Written instruction
Update the records below by changing every "photograph" to "image" and keeping everything else the same. Leave the pictures out of your answer.

[Pointing and labeling records]
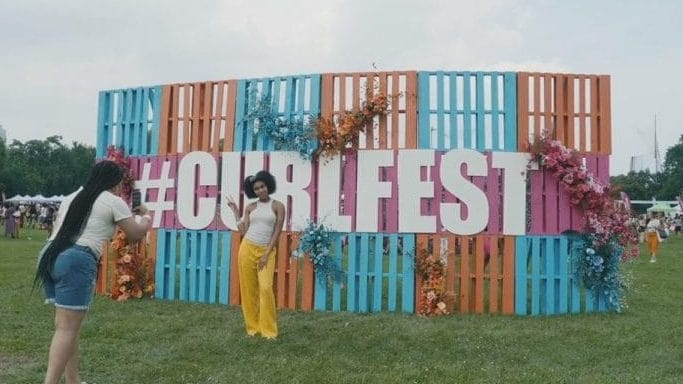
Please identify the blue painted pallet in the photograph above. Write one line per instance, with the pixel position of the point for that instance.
(474, 110)
(193, 266)
(129, 118)
(378, 266)
(292, 97)
(545, 278)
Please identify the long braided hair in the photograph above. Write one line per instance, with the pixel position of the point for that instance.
(104, 175)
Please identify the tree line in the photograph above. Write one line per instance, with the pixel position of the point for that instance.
(48, 166)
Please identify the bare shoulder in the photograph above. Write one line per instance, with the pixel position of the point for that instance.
(277, 204)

Result of this task
Please identify the blue painted pallet in the image above. Write one line per instance, with the pixel position of the point for that instance.
(474, 110)
(193, 266)
(129, 118)
(378, 266)
(292, 97)
(545, 278)
Please identify the long braided hair in the image above. Write one line per instance, with the pixel position of the point for that instance.
(104, 175)
Please identify the tree line in the image above. Write one line per instance, with the pixel position of the point for that instance.
(48, 166)
Please identify the bare shoulder in the image above. Write one line per instance, with the pixel position of the point for that instance.
(277, 204)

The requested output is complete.